------ Données fournies

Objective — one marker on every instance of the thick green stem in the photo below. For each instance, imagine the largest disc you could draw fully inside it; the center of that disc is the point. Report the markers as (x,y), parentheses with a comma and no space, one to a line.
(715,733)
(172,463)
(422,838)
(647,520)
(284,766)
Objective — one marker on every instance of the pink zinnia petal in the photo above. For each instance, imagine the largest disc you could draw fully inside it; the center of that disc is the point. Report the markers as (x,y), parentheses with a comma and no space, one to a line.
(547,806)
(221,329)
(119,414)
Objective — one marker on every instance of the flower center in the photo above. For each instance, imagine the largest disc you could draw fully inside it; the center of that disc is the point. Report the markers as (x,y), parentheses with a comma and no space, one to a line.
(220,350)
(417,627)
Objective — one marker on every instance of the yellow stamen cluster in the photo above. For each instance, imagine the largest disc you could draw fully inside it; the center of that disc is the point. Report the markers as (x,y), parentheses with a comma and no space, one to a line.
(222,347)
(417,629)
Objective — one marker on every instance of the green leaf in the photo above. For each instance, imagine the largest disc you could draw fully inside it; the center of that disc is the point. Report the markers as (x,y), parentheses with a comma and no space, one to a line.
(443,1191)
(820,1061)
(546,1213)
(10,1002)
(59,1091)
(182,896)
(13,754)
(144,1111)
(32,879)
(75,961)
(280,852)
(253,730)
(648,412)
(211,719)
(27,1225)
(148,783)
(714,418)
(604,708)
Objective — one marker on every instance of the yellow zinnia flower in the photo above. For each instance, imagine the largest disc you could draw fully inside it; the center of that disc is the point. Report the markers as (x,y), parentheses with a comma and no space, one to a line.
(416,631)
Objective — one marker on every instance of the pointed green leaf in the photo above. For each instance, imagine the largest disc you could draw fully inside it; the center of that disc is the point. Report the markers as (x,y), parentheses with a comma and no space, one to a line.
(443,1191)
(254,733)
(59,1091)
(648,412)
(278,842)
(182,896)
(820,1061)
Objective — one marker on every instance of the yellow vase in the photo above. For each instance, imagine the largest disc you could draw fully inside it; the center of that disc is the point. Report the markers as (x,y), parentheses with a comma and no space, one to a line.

------------

_Consigne_
Convertissez en liste numérotée la partie du matériel qui s'ouvre sur la ligne contenant « Objective — one marker on every instance of the flower » et se termine à la fin du matériel, ces deux bornes incluses. Omettez les lignes vides.

_Corrigé_
1. Objective — one marker on every instance of the flower center in the photo above. For each instance, imagine the largest disc you could draw fully inside it; the center of that disc is the point. Report the markers as (x,y), parentheses with a comma and no space, one to a line.
2. (220,350)
3. (417,627)
4. Objective — one marker on every instance of the yellow stamen cluster in the photo above. For each instance, imagine the largest disc you could draw fully inside it; the center of that disc is the point. Report the markers as (x,y), parentheses with a comma and no space, one to a line.
5. (222,347)
6. (417,629)
7. Objective — one marker on every instance of the green leaf in the photo above. For each instance, imagine the largest disc you could draw fully inside it; the center of that disc is the point. Report the markers as (x,y), parentheses with a comma and no space, one to a line.
8. (443,1191)
9. (820,1061)
10. (546,1213)
11. (10,1002)
12. (59,1091)
13. (182,896)
14. (13,754)
15. (144,1111)
16. (32,879)
17. (75,961)
18. (280,852)
19. (253,730)
20. (648,412)
21. (211,719)
22. (27,1225)
23. (148,783)
24. (714,418)
25. (604,708)
26. Objective — one marker on every instance of the yellow zinnia flower in the photo above. For each instance, imagine the largest disc you could draw fully inside it; the center of that disc is the point. Report the markers as (x,y), parentheses with a comma and no space, one to a line.
27. (416,631)
28. Objective — one marker on every instance of the pointed green leaf in the photo above. For each instance, imagine the largest disc you could draw fully inside it; the center of that disc is the point. Report the markers as (x,y), parentheses with a comma and no space, one to a line.
29. (443,1191)
30. (254,733)
31. (59,1091)
32. (648,412)
33. (278,842)
34. (182,896)
35. (820,1061)
36. Objective — one marker on every instance of the yellow vase in the photo above. For each instance, imagine the largest disc you could draw fully inside it; the center of that disc is the point. Report the markers as (x,y), parentheses with a comma and no space, one to a line.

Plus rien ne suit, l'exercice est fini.